DOCUMENTFRAGMENT —
Overeenkomst tussen het Koninkrijk der Nederlanden en de Bondsrepubliek Duitsland [...] de wederzijdse rechtshulp in strafzaken van 20 april 1959, Wittem, 30-08-1979

Wijziging(en) op nader te bepalen datum(s); laatste bekendgemaakt in 1995. Zie het overzicht van wijzigingen.
Geraadpleegd op 12-10-2024.
Geldend van 01-04-2002 t/m heden

Overeenkomst tussen het Koninkrijk der Nederlanden en de Bondsrepubliek Duitsland betreffende de aanvulling en het vergemakkelijken van de toepassing van het Europees Verdrag aangaande de wederzijdse rechtshulp in strafzaken van 20 april 1959

Authentiek : NL

Overeenkomst tussen het Koninkrijk der Nederlanden en de Bondsrepubliek Duitsland betreffende de aanvulling en het vergemakkelijken van de toepassing van het Europees Verdrag aangaande de wederzijdse rechtshulp in strafzaken van 20 april 1959

Het Koninkrijk der Nederlanden

en

de Bondsrepubliek Duitsland,

verlangende de toepassing van het Europees Verdrag aangaande de wederzijdse rechtshulp in strafzaken van 20 april 1959 tussen de beide Staten te vergemakkelijken en de in dit Verdrag vervatte regeling van de rechtshulp in strafzaken aan te vullen,

zijn het volgende overeengekomen:

Artikel I

In deze Overeenkomst wordt verstaan onder Verdrag: het Europees Verdrag aangaande de wederzijdse rechtshulp in strafzaken van 20 april 1959.

Artikel II. (bij artikel 1 van het Verdrag)

[Wijziging(en) op nader te bepalen datum(s); laatste bekendgemaakt in 1995. Zie het overzicht van wijzigingen]

Rechtshulp wordt ook verleend ten behoeve van:

  • a) procedures wegens feiten, die in een van beide Staten strafbaar zijn en in de andere Staat als vergrijpen tegen voorschriften betreffende de orde („Ordnungswidrigkeiten”) door de bestuurlijke autoriteiten worden bestraft, mits van hun beslissingen beroep openstaat op een ook in strafzaken bevoegde rechter;

  • b) procedures betreffende aanspraken op vergoeding wegens maatregelen die verband houden met een strafvervolging en wegens ongerechtvaardigde veroordeling;

  • c) de behandeling van gratieverzoeken.

GEGEVEN OPDRACHT A — Zet het deel van de records dat begint bij de regel met "Check that one keypoint sits on every instance of the wheel" en doorloopt tot het einde van de records om in een Markdown-tabel met de kolommen Nr en Regel. Geef elke regel een rijnummer en laat lege regels weg.

INHOUD DATASET —
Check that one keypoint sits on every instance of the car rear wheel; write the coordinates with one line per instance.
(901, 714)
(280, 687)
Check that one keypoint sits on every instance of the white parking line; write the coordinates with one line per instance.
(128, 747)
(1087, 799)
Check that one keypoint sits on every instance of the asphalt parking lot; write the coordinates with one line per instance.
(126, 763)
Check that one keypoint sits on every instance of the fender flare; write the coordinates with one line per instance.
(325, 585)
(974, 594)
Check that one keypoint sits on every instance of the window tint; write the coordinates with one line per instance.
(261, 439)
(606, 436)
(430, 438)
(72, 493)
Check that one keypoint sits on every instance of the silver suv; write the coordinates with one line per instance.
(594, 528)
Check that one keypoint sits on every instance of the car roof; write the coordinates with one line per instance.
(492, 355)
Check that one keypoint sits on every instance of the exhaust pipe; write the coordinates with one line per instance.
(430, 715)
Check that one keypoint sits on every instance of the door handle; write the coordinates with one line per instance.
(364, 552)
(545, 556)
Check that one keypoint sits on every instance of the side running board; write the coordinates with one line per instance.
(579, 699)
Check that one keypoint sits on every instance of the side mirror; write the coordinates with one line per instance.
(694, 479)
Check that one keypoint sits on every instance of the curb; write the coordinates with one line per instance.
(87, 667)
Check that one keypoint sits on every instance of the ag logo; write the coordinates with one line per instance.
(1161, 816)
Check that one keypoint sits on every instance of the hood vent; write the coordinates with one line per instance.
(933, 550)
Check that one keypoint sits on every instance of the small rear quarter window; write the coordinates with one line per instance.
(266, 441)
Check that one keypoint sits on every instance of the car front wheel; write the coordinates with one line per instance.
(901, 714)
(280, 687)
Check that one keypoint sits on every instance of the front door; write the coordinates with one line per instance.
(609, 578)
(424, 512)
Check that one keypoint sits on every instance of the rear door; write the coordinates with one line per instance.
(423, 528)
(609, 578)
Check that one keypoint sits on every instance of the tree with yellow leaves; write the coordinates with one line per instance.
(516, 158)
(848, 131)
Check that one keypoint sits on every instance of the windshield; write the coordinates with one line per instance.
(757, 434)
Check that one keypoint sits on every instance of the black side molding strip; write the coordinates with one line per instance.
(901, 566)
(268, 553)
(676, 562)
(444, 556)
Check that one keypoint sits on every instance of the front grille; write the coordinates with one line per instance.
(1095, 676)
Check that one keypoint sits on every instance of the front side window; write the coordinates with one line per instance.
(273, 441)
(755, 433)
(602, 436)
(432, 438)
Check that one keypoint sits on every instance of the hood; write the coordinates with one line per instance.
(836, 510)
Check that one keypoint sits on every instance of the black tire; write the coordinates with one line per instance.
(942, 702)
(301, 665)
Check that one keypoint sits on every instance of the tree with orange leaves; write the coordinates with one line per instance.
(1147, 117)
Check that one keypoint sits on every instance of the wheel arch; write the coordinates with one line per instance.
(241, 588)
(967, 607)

GEGEVEN OPDRACHT B — Vervolg de Nederlands-Duitse overeenkomst over rechtshulp in strafzaken, aansluitend op de laatste zin die is weergegeven.

VERWACHTE UITVOER A —
| Nr | Regel |
|---|---|
| 1 | Check that one keypoint sits on every instance of the wheel arch; write the coordinates with one line per instance. |
| 2 | (241, 588) |
| 3 | (967, 607) |

VERWACHTE UITVOER B —
Artikel III. (bij artikel 2 van het Verdrag)

  • 1) [Red: Vervallen.]

  • 2) In de gevallen van artikel 2 onder b van het Verdrag wordt de rechtshulp zo mogelijk onder oplegging van voorwaarden verleend, indien daardoor de aantasting van de belangen van de aangezochte Staat vermeden kan worden.

Artikel IV. (bij artikel 3 van het Verdrag)

  • 1) De in artikel 3, eerste lid, van het Verdrag vermelde voorwerpen worden overgedragen na overlegging van een bevel tot inbeslagneming of van een andere akte van gelijke kracht afkomstig van de bevoegde autoriteit van de verzoekende Staat, tenzij het betreft voorwerpen die naar het recht van een van de Partijen bij deze Overeenkomst niet vatbaar zijn voor inbeslagneming. Voorwerpen worden ook zonder overlegging van een bevel tot inbeslagneming overgedragen indien uit een verzoek van een naar het recht van de verzoekende Staat bevoegde rechterlijke autoriteit blijkt, dat aan de voor de inbeslagneming vereiste voorwaarden is voldaan.

  • 2) Rechten van derden en - onverminderd het bepaalde in het vierde lid - van de aangezochte Staat op de ingevolge artikel 3 van het Verdrag of ingevolge deze Overeenkomst over te dragen voorwerpen blijven onverlet.

  • 3) Met het oog op de teruggave aan de rechthebbende worden, behalve de in artikel 3, eerste lid, van het Verdrag vermelde voorwerpen, ook voorwerpen overgedragen, die door een strafbaar feit zijn verkregen alsmede de uit hun vervreemding verkregen vergoeding voorzover:

    • a. het belang van de strafvordering in de aangezochte Staat zich daartegen niet verzet,

    • b. derden op de voorwerpen geen rechten doen gelden, en

    • c. de overdracht niet indruist tegen een rechterlijke beslissing.

    Een bevel tot inbeslagneming of een akte van gelijke kracht behoeft niet te worden overgelegd.

  • 4) De aangezochte Staat zal geen zekerheidsrecht of enig ander verhaalsrecht met zakelijke werking krachtens de wettelijke bepalingen inzake belastingen of de douane doen gelden op voorwerpen, die op last van een rechterlijke autoriteit, zonder voorwaarde van teruggave, worden overgedragen, tenzij de door het strafbare feit benadeelde eigenaar van de voorwerpen zelf terzake belastingplichtig is.

Artikel V. (bij artikel 4 van het Verdrag)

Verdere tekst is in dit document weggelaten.